Or, pour ce faire, il faut supprimer tout ce qu'il y a d'ambigu
chez l'humain. Un sportif ne doit pas douter de lui-même pendant
l'événement. Son intelligence ne doit présenter
aucune faille. Moi, je voudrais rappeler que tout ce que l'humain
a fait de grand depuis qu'il existe, notamment les productions littéraires,
artistiques, cinématographiques, c'est du côté
de la faille, c'est là que ça manque.
Le Devoir: N'y a-t-il pas dans le sport un idéal intéressant
de maîtrise de soi pouvant mener au dépassement, voire
à l'autonomie?
R. R.: Le stoïcisme et certaines philosophies orientales sont
des pensées de la maîtrise de soi. Mais elles prônent
une victoire sur soi-même. Le sport, c'est l'idée de
la maîtrise, mais pour un gain aux dépens d'autrui.
La victoire sur soi-même y est conditionnée par la
volonté de supplanter autrui. La différence est capitale.

(Données d'annotation par points)
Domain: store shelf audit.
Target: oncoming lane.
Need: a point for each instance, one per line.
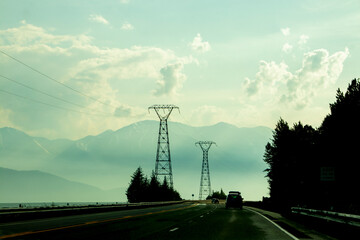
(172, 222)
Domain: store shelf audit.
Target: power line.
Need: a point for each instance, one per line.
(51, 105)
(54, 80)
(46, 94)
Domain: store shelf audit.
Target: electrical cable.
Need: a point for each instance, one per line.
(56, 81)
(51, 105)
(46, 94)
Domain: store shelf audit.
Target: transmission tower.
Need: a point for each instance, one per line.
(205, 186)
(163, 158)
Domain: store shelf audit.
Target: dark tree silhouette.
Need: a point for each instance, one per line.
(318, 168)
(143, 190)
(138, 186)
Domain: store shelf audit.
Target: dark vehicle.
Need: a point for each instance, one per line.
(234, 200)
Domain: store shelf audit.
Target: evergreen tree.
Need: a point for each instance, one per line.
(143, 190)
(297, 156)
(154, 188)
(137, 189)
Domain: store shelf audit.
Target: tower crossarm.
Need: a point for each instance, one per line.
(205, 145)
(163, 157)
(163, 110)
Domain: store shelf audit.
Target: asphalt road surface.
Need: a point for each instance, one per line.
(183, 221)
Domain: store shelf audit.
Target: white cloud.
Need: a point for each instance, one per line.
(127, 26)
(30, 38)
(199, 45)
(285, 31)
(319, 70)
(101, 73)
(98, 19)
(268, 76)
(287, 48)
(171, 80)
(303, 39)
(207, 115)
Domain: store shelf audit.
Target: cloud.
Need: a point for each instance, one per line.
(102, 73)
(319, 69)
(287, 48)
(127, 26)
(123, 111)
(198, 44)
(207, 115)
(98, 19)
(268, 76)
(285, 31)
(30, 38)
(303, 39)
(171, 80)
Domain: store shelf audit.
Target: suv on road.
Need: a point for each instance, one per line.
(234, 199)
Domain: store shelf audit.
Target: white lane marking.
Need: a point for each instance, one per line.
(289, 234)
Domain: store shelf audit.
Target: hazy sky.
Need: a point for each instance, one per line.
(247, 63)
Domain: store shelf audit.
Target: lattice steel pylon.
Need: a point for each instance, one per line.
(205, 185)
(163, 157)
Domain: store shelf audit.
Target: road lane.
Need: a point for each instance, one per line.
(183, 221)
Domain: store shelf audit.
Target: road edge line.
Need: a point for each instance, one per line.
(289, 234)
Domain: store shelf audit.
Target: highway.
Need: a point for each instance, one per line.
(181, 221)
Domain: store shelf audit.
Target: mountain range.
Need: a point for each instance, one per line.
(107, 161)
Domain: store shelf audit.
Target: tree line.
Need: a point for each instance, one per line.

==

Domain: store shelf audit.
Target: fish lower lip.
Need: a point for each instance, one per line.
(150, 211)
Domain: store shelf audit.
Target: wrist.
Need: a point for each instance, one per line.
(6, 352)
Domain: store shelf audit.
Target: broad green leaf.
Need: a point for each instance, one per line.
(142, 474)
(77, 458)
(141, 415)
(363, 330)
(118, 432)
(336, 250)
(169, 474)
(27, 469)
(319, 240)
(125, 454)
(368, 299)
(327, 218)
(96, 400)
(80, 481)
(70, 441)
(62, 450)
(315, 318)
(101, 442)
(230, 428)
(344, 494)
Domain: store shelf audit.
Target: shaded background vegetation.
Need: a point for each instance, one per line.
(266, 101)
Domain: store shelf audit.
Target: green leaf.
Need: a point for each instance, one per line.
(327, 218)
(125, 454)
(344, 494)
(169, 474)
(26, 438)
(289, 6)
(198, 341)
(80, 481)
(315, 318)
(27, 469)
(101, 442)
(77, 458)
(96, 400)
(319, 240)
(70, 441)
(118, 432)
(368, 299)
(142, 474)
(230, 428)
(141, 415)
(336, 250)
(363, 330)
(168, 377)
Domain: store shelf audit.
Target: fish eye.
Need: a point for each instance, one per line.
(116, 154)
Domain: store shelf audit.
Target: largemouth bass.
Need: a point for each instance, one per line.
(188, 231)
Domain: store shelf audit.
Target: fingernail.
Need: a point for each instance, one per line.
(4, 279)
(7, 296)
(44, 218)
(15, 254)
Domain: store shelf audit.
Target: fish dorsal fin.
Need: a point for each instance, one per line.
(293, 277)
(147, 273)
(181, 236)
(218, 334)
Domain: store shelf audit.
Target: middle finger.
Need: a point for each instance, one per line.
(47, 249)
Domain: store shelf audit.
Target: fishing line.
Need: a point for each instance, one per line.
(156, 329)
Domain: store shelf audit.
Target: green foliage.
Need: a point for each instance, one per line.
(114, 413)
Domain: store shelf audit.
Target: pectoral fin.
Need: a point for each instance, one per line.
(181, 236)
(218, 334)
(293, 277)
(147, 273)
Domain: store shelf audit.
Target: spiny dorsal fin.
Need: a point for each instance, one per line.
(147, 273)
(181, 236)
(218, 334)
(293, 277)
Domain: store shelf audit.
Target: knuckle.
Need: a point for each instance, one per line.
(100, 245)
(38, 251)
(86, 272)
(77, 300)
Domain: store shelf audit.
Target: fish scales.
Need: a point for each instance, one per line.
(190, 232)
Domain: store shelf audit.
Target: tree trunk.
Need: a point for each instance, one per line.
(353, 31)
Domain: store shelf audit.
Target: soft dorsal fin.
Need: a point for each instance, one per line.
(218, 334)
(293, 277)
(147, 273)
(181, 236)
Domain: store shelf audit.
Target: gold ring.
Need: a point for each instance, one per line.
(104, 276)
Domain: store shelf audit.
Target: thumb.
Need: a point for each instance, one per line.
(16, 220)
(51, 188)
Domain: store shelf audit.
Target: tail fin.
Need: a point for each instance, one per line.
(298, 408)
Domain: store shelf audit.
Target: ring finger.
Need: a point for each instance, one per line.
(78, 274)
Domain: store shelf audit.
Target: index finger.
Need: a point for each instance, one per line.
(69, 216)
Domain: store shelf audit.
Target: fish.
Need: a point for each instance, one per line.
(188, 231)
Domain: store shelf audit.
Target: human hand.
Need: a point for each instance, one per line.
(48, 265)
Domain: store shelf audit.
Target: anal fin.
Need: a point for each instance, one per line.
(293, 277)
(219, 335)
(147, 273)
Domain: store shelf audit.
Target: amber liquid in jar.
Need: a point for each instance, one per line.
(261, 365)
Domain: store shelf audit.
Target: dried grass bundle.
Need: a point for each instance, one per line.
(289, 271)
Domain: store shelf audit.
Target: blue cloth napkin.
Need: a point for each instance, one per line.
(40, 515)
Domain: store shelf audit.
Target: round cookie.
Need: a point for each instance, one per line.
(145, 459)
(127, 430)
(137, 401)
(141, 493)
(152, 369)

...

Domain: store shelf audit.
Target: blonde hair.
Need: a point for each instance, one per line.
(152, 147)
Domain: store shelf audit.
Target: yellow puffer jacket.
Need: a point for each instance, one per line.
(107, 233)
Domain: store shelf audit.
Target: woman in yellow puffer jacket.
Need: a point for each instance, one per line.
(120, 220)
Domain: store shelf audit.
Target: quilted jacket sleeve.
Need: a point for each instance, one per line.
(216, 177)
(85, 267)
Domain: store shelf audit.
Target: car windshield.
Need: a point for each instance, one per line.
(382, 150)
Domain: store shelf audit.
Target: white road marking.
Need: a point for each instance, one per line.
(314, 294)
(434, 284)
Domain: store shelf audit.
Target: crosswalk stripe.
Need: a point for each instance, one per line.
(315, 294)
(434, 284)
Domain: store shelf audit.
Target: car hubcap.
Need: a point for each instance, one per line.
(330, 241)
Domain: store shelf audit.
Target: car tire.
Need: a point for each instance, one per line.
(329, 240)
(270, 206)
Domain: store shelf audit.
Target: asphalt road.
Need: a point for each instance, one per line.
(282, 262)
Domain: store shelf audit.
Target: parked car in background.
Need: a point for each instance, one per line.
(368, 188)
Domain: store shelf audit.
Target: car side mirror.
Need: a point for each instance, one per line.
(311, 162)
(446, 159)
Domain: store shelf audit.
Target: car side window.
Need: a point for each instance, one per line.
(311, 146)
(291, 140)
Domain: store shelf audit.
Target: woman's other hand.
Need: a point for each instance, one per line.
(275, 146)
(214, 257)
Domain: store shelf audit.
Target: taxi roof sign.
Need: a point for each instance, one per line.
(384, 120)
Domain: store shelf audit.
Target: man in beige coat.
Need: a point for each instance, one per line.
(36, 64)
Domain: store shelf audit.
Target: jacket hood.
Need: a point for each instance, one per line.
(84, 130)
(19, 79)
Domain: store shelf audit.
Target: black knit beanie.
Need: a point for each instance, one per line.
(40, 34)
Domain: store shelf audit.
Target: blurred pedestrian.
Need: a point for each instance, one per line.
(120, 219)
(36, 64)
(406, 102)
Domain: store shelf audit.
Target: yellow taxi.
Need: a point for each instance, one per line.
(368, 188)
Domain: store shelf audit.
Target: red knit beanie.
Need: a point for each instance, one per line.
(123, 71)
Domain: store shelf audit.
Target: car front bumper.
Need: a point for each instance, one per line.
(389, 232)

CONSIGNE: Recopiez l'extrait en remplaçant « faille » par « brèche ». Commencez aux mots « Or, pour ce » et arrêtez-vous après « que ça manque. ».

RÉSULTAT:
Or, pour ce faire, il faut supprimer tout ce qu'il y a d'ambigu
chez l'humain. Un sportif ne doit pas douter de lui-même pendant
l'événement. Son intelligence ne doit présenter
aucune brèche. Moi, je voudrais rappeler que tout ce que l'humain
a fait de grand depuis qu'il existe, notamment les productions littéraires,
artistiques, cinématographiques, c'est du côté
de la brèche, c'est là que ça manque.